■ **PROBLEM DETAILS**
Only those lines in the data below from the line containing "Target: tree foliage" through the line containing "Target: bicycle front wheel", both included, should be restated word for word.

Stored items

.....

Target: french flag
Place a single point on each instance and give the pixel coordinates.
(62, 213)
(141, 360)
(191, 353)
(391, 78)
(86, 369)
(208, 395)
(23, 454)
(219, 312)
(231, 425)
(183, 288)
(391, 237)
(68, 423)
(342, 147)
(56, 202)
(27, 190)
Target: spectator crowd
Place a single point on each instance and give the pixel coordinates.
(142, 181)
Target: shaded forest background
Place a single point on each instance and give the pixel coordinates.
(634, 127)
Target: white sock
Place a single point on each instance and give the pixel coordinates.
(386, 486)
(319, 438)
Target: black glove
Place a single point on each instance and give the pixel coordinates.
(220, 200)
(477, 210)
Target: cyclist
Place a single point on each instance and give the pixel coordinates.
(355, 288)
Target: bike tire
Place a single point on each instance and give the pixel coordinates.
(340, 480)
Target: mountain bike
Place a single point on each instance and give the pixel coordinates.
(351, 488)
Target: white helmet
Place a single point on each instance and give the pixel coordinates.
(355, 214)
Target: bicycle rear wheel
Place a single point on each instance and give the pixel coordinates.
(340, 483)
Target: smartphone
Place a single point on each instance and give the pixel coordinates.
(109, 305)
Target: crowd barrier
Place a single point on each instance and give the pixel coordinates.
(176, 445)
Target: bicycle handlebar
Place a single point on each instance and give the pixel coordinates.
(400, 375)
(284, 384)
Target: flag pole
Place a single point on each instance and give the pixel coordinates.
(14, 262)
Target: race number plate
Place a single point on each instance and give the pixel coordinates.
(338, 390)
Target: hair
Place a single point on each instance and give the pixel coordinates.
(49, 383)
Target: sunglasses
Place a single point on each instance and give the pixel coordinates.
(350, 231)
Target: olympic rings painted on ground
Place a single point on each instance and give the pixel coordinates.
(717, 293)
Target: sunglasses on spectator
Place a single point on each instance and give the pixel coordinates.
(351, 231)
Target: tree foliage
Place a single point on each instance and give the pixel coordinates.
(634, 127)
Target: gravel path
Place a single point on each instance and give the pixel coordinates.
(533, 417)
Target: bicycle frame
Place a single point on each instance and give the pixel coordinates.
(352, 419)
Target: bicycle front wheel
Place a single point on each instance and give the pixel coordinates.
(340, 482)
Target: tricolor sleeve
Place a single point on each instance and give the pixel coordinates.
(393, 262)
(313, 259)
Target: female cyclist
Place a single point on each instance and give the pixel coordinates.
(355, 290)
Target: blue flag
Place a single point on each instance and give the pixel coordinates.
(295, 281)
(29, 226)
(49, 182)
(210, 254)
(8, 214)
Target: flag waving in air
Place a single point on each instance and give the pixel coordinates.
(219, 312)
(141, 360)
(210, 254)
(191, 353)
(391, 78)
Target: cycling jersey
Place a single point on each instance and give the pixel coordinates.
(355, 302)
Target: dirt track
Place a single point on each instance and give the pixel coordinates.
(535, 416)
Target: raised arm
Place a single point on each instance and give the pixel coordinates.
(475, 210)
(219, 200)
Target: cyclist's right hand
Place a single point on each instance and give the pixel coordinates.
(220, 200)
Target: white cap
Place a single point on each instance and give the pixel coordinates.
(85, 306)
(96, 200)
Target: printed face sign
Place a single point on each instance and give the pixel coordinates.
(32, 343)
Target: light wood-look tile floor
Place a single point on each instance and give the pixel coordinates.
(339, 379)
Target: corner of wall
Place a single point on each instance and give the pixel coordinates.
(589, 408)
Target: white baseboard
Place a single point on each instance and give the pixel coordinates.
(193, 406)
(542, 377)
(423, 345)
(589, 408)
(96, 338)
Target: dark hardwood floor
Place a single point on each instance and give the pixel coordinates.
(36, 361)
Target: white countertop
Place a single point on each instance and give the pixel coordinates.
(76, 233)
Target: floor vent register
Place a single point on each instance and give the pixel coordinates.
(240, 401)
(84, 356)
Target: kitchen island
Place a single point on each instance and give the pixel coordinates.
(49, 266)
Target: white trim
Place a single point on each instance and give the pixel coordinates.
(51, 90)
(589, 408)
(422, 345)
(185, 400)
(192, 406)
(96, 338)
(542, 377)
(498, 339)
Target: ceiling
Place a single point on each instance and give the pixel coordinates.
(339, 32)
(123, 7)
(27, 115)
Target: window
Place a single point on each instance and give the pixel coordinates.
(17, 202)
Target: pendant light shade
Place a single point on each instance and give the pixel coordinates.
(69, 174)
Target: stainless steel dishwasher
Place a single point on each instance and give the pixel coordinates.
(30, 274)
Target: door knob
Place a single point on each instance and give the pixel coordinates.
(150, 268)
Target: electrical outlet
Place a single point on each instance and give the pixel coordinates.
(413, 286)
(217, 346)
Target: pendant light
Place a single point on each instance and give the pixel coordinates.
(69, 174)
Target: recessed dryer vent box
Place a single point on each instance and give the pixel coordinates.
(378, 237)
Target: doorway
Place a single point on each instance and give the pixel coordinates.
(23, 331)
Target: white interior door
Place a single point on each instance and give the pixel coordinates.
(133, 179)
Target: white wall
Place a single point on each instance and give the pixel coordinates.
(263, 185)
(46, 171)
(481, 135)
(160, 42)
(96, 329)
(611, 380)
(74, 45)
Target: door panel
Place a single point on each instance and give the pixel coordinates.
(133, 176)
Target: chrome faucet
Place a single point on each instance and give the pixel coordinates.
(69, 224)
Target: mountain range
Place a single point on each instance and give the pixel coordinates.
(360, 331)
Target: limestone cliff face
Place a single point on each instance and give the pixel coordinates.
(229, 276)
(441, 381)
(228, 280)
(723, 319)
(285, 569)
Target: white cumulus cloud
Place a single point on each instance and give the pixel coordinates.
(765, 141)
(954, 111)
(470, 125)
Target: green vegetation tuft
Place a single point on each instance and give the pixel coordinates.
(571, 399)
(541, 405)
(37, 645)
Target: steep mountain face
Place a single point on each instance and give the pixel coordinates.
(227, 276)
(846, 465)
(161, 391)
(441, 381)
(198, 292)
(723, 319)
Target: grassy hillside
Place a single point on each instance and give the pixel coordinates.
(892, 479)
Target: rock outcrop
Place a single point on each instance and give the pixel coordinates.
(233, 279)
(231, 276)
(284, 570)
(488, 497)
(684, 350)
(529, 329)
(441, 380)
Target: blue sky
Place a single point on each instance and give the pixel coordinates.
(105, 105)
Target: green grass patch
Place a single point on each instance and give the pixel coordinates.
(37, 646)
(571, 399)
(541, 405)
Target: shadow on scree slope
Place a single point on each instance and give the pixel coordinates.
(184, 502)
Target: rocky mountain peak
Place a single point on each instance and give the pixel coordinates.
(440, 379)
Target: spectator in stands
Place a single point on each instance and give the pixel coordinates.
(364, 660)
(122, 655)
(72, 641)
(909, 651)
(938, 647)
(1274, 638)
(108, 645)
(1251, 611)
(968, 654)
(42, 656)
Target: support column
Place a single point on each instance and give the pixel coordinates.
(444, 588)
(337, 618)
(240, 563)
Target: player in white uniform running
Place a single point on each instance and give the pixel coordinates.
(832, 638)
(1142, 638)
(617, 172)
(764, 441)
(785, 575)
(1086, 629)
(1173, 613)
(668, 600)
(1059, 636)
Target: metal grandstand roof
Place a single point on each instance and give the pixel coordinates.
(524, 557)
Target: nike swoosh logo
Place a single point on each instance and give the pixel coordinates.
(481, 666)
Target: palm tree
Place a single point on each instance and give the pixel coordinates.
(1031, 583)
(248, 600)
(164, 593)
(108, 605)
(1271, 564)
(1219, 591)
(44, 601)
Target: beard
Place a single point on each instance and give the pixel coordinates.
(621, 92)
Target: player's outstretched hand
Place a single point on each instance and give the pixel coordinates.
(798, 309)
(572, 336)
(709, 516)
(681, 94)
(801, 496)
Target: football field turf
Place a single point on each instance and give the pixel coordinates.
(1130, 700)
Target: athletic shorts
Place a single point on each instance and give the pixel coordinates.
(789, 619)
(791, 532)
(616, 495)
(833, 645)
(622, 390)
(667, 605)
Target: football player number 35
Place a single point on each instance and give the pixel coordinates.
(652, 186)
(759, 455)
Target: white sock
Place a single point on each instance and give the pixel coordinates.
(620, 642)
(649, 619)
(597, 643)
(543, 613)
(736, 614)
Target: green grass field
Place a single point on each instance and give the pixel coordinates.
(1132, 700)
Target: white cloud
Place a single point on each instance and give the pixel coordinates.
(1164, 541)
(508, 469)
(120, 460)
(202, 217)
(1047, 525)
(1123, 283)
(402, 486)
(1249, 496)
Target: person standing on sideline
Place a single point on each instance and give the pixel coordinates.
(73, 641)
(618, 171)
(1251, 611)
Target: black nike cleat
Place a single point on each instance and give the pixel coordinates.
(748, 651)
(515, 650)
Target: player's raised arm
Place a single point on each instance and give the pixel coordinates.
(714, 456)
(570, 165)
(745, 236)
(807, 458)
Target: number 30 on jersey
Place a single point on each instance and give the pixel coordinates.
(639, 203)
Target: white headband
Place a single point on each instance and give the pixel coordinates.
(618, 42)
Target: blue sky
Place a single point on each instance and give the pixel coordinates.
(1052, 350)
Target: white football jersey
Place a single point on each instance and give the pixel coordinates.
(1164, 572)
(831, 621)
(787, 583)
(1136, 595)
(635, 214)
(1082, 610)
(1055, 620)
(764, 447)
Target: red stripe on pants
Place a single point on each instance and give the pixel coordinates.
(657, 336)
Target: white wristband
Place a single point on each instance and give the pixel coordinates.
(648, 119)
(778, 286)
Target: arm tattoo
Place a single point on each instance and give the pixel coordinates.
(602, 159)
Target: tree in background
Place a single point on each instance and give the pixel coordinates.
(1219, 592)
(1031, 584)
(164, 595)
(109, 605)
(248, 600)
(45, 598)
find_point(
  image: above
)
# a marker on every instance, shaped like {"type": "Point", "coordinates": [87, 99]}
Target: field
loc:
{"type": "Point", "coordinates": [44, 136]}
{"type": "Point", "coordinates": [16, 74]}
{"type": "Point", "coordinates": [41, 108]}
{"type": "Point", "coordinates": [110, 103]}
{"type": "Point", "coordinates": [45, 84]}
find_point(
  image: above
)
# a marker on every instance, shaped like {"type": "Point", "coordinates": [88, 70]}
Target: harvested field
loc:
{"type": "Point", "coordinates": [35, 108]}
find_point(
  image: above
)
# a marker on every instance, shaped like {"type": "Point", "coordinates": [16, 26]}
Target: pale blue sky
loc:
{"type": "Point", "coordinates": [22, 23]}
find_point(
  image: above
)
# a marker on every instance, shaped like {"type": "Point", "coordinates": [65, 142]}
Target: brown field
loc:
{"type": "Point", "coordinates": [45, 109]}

.....

■ **OUTPUT FOR THIS EXERCISE**
Target: tree foliage
Place a single point on each instance and give the pixel coordinates.
(634, 127)
Target: gravel path
Place a single point on each instance and give the pixel coordinates.
(533, 417)
Target: bicycle frame
Place a single point on each instance and give the pixel coordinates.
(352, 419)
Target: bicycle front wheel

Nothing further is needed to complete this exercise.